# Given task
Pull out the part of the listing that opens with the line containing "Which region contains wooden bench?" and closes with the line containing "[0,95,349,192]", both ends included, and reproduce those lines verbatim.

# Task data

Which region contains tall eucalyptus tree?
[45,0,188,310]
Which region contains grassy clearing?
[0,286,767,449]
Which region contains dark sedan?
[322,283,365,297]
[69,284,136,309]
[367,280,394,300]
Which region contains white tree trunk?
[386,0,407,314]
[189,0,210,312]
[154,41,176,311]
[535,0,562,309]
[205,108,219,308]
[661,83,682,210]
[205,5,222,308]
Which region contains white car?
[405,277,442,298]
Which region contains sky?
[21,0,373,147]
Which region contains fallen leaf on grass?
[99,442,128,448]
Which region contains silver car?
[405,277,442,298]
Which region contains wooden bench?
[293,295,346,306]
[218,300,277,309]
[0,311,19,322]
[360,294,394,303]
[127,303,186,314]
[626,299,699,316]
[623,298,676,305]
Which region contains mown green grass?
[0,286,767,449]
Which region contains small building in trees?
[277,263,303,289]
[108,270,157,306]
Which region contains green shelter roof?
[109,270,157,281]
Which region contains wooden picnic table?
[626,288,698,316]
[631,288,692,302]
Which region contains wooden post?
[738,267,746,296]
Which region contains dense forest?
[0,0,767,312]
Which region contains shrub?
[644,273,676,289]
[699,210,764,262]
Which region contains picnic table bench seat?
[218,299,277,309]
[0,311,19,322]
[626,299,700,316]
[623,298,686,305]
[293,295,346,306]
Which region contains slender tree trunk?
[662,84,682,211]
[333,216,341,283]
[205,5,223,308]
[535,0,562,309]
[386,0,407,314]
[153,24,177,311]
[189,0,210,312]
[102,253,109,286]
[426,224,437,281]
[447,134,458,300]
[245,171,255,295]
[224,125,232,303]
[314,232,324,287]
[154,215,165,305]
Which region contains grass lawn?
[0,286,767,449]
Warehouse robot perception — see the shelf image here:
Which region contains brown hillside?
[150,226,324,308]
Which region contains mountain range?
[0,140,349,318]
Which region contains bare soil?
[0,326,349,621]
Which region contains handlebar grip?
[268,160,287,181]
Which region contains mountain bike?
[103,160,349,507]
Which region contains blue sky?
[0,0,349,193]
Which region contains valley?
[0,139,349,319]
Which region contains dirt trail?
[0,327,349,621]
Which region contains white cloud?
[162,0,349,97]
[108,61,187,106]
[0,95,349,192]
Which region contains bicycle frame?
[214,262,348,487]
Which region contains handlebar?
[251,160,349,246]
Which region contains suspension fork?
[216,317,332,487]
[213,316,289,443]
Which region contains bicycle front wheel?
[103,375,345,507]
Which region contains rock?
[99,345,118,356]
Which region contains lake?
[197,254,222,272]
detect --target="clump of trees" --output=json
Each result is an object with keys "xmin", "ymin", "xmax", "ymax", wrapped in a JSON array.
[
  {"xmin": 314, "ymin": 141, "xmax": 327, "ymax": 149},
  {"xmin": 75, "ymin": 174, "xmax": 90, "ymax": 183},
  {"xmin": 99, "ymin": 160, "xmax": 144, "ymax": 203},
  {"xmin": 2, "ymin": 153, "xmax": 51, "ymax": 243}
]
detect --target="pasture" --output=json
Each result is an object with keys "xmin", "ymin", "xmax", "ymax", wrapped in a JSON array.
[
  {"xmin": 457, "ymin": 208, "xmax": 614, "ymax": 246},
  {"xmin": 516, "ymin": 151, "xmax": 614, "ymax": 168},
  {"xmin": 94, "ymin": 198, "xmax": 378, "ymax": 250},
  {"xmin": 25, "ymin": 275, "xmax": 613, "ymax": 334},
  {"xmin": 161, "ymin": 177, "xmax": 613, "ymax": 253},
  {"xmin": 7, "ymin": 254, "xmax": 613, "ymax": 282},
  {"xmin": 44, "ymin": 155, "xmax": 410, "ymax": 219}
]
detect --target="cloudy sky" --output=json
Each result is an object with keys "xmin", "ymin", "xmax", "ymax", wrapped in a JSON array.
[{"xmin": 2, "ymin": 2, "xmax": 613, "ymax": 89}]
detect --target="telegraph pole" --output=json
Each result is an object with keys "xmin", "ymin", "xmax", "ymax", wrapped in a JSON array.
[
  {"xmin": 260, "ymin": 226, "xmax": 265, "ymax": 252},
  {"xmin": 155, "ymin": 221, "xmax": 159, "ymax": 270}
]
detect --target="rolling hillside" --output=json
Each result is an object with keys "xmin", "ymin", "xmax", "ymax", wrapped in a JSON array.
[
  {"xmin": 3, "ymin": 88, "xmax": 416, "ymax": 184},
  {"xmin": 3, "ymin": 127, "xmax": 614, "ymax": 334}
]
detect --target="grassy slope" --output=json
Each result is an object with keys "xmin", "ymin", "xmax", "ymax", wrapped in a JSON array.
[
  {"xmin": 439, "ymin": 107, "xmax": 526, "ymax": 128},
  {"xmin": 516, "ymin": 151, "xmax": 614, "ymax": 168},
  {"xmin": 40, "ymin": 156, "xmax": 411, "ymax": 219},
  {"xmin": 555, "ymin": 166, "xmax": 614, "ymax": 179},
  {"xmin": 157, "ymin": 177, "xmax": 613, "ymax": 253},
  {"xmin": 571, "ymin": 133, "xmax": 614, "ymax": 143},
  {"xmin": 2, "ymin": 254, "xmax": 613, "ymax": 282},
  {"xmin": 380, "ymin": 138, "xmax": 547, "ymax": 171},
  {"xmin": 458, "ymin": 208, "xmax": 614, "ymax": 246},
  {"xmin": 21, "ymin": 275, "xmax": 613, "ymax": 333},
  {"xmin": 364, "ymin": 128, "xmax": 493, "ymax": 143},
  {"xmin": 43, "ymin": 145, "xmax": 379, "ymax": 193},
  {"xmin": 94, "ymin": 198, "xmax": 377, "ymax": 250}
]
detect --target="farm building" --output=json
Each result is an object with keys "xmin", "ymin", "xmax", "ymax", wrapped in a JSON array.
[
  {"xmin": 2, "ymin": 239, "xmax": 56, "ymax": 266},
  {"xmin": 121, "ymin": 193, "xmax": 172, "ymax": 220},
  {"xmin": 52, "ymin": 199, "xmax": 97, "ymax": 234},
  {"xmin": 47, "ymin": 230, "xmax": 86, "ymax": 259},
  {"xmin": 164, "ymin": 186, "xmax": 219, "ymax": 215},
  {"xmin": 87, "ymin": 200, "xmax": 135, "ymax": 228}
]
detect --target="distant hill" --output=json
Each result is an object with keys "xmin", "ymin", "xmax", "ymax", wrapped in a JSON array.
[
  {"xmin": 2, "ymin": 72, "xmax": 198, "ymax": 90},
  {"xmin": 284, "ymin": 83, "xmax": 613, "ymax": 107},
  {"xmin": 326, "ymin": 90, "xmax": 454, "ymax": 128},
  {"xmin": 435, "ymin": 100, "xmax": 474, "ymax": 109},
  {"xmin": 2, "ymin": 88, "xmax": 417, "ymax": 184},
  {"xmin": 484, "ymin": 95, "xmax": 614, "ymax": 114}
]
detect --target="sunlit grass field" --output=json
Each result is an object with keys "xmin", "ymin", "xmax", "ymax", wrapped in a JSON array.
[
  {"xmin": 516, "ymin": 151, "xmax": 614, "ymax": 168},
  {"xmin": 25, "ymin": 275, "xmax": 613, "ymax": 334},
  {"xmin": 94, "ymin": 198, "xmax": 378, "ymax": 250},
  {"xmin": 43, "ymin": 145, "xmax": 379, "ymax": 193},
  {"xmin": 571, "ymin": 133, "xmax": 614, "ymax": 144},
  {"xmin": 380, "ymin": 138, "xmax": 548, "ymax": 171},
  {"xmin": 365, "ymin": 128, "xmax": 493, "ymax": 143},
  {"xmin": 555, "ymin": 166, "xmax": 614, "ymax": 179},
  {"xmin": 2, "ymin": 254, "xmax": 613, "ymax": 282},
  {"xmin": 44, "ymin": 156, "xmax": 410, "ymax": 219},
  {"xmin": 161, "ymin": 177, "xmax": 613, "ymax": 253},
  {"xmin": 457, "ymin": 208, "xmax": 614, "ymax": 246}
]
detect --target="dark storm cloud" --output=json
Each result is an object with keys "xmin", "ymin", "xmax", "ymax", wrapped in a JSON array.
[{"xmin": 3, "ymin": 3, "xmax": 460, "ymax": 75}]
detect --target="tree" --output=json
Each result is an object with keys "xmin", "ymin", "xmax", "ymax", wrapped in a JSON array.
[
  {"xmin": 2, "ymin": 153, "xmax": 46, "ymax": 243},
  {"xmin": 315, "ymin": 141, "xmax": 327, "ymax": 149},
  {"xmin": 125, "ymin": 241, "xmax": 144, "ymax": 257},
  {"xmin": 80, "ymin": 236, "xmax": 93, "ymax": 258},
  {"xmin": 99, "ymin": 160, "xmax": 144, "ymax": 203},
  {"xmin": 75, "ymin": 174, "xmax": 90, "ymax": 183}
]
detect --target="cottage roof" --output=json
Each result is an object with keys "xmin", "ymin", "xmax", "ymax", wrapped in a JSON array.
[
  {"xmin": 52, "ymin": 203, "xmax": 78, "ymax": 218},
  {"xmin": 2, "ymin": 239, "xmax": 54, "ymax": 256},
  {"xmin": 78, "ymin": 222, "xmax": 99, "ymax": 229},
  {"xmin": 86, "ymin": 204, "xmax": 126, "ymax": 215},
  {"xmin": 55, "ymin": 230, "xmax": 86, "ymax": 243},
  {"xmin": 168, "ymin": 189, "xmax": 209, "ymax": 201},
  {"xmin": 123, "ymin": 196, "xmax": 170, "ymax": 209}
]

# Response
Which region contains wooden bench?
[293,295,346,306]
[218,300,277,309]
[0,311,19,322]
[360,294,394,303]
[127,303,186,314]
[626,299,699,316]
[623,298,676,305]
Which region contains mown green grass?
[0,286,767,449]
Which region contains small building in trees?
[277,263,303,289]
[108,270,157,306]
Which region contains green shelter roof?
[109,270,157,281]
Which region contains wooden picnic table?
[626,288,698,316]
[631,288,692,302]
Which region contains wooden post?
[738,267,746,296]
Which region contains dense forest?
[0,0,767,312]
Which region contains shrub?
[644,273,676,289]
[699,210,764,262]
Which region contains picnic table bench seat?
[218,299,277,309]
[0,311,19,322]
[626,299,700,316]
[623,298,686,305]
[293,295,346,306]
Which region contains slender tree trunk?
[662,84,682,211]
[333,216,341,283]
[205,5,223,308]
[535,0,562,309]
[386,0,407,314]
[153,24,177,311]
[189,0,210,312]
[102,253,109,286]
[426,224,437,281]
[447,134,458,300]
[245,171,255,295]
[224,125,232,303]
[314,232,324,287]
[154,215,165,305]
Which region contains grass lawn?
[0,286,767,449]
Warehouse robot perception — see the shelf image here:
Which region contains brown hillside?
[150,226,324,308]
Which region contains mountain range?
[0,140,349,318]
Which region contains bare soil?
[0,326,349,621]
Which region contains handlebar grip?
[268,160,287,181]
Which region contains mountain bike?
[103,160,349,507]
Which region contains blue sky?
[0,0,349,193]
Which region contains valley?
[0,139,349,319]
Which region contains dirt trail?
[0,327,349,621]
Which region contains white cloud?
[162,0,349,97]
[108,61,187,106]
[0,95,349,192]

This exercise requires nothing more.